Segment Open
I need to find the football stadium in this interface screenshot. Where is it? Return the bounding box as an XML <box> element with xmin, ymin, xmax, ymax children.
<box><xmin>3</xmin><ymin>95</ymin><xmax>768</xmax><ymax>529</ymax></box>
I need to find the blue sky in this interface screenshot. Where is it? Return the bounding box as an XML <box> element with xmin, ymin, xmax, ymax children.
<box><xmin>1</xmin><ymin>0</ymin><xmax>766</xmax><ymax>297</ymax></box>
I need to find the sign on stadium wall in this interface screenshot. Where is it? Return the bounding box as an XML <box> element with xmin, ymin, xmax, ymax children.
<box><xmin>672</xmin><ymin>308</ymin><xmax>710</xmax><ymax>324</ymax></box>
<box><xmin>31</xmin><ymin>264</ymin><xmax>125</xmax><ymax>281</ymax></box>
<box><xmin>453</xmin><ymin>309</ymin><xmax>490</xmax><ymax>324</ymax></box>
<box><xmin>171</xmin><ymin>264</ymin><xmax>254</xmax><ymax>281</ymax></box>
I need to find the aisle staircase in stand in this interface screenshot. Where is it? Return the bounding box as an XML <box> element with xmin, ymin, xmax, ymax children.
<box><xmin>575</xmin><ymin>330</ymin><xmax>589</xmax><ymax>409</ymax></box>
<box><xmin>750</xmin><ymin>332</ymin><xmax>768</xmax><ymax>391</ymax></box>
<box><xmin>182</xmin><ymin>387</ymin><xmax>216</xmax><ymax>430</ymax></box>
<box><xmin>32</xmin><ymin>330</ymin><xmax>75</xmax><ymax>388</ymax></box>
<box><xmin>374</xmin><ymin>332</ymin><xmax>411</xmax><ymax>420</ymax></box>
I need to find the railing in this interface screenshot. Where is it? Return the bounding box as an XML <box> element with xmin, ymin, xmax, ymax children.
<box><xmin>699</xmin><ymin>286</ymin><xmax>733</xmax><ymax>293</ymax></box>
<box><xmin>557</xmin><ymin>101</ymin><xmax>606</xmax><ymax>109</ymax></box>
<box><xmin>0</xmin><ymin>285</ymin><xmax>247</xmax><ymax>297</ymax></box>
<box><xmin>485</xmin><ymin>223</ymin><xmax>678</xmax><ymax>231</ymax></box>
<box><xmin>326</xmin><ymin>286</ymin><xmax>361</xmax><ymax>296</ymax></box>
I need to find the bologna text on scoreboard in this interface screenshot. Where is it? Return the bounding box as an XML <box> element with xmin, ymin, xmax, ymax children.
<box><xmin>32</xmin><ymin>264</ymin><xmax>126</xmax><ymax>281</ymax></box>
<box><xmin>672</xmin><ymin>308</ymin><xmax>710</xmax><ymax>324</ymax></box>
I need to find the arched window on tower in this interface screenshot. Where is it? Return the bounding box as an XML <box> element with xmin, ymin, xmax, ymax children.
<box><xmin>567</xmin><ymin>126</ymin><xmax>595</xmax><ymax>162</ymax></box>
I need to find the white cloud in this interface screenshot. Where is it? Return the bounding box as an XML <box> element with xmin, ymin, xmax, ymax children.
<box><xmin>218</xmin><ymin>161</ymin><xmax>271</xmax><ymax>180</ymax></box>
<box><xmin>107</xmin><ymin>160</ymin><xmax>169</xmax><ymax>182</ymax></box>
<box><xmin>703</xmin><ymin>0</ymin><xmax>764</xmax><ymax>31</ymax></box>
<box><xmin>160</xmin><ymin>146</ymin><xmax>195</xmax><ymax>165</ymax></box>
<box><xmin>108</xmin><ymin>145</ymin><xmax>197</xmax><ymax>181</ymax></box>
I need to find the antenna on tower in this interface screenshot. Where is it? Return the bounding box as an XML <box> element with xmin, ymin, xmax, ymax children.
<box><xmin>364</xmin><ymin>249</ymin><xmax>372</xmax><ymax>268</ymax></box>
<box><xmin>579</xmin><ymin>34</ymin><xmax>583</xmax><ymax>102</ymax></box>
Segment Closed
Segment Open
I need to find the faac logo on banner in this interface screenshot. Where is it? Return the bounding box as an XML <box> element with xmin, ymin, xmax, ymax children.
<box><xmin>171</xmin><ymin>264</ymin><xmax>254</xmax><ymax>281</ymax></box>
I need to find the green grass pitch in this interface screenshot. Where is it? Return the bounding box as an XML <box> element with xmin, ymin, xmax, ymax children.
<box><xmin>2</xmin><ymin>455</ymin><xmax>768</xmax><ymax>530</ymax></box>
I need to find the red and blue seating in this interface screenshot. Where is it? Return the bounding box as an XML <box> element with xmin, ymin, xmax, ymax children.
Segment Closed
Segment Open
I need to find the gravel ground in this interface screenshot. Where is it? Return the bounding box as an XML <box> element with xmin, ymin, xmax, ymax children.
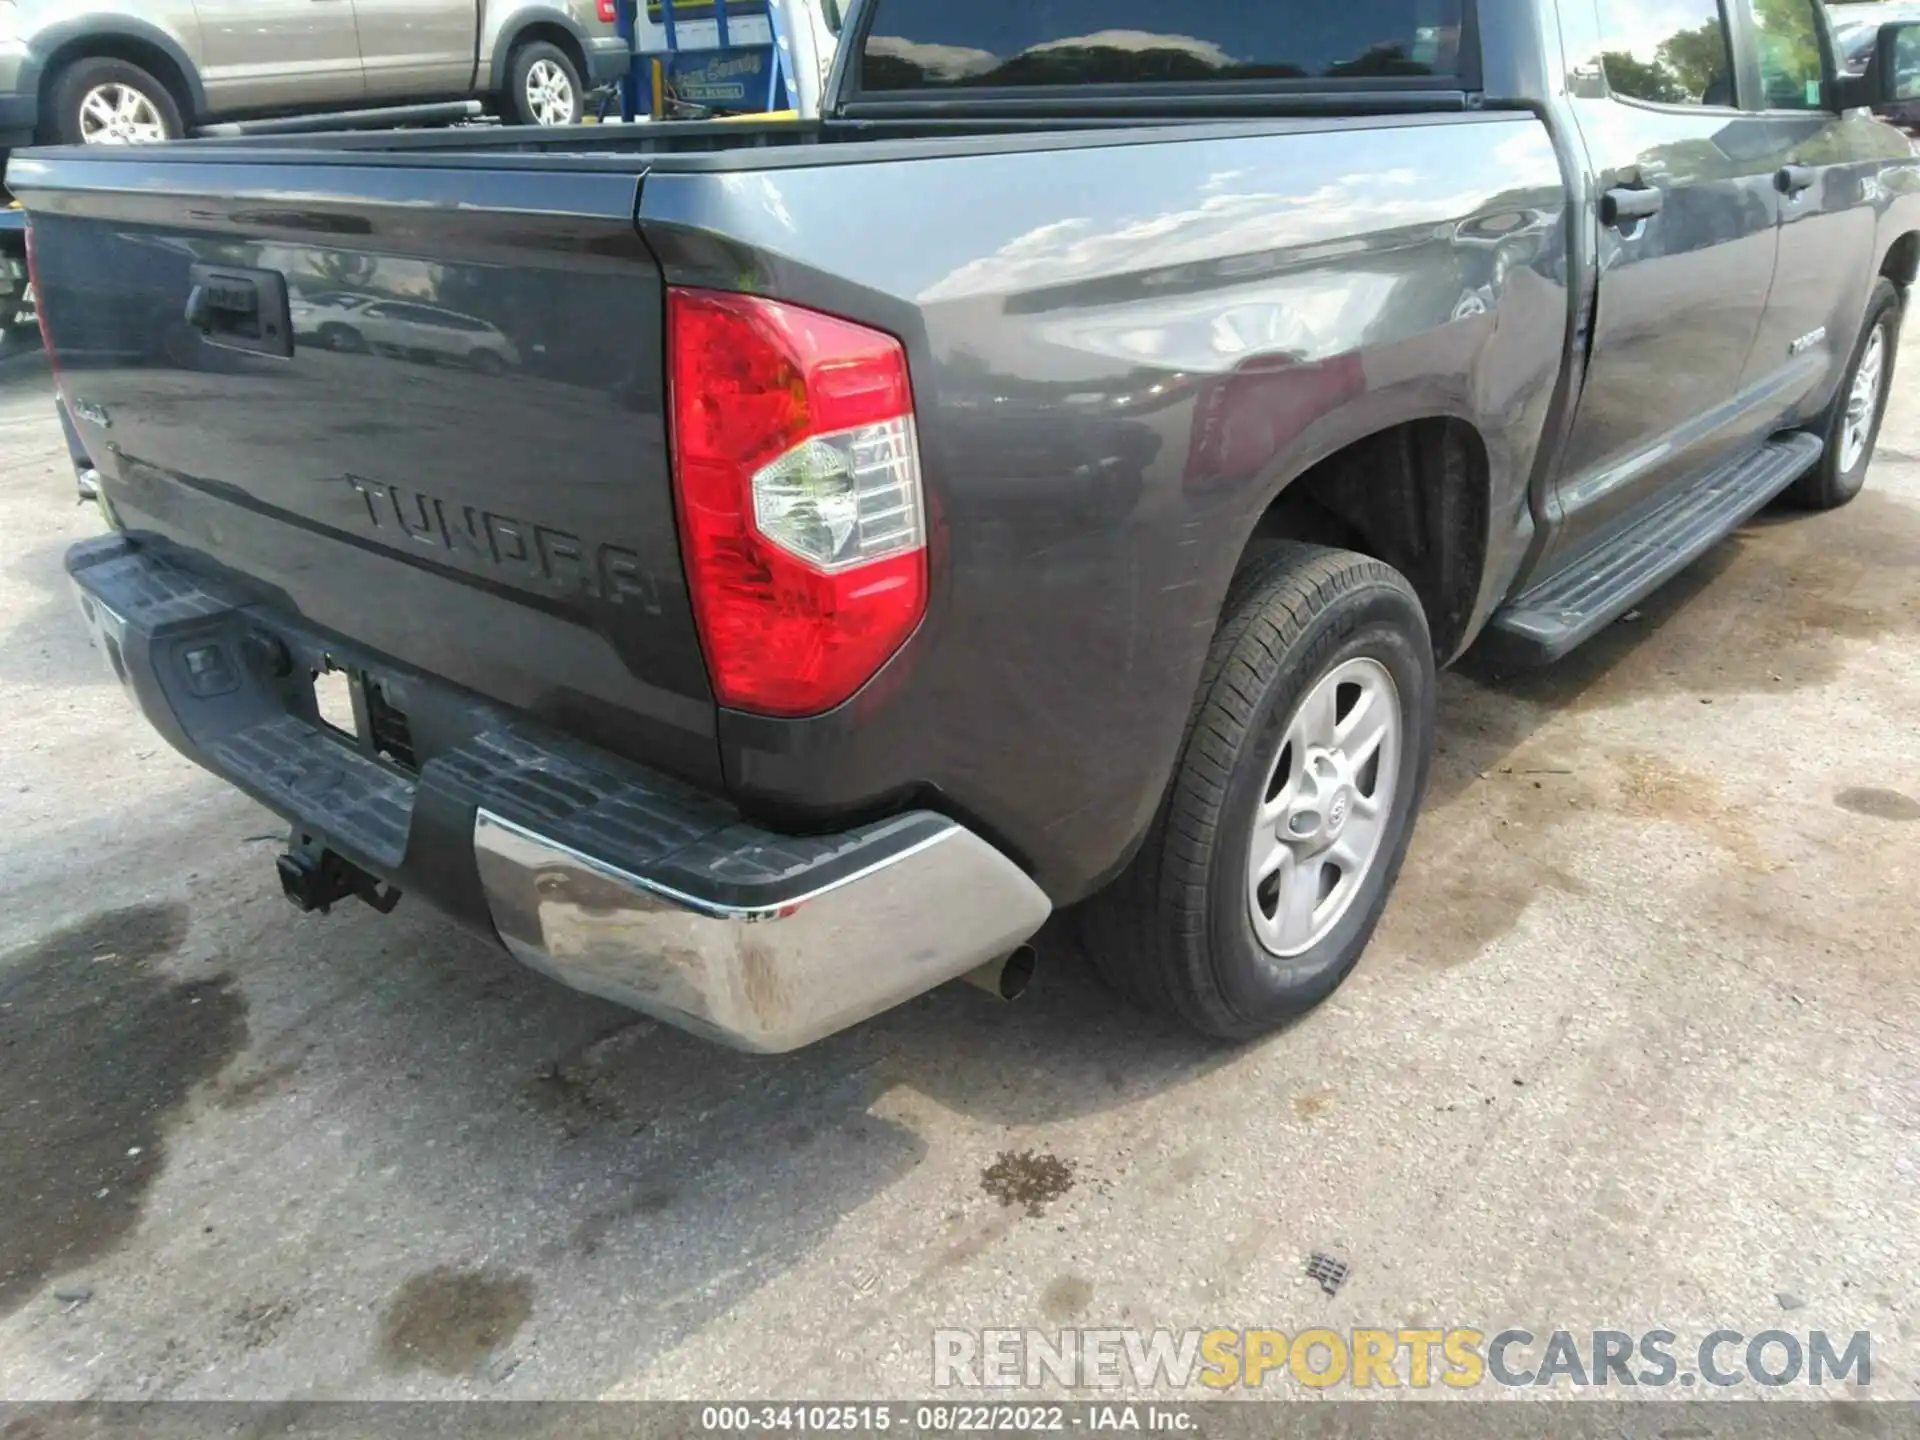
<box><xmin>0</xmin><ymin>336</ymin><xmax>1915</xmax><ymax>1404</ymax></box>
Segment Closed
• Work instructions: The lines above from the one with "I need to find the green" through the one with "I need to find the red" are to be duplicated exactly, ends included, with nothing added.

• Result of the exercise:
I need to find the green grass pitch in this interface screenshot. Where is it? Return the bounding box as an XML <box> element with xmin, ymin, xmax, ymax children.
<box><xmin>2</xmin><ymin>455</ymin><xmax>768</xmax><ymax>530</ymax></box>
I need to find the red and blue seating in this interface screenshot. Where is it? Return the bounding box as an XML <box> element with xmin, ymin, xmax, ymax children.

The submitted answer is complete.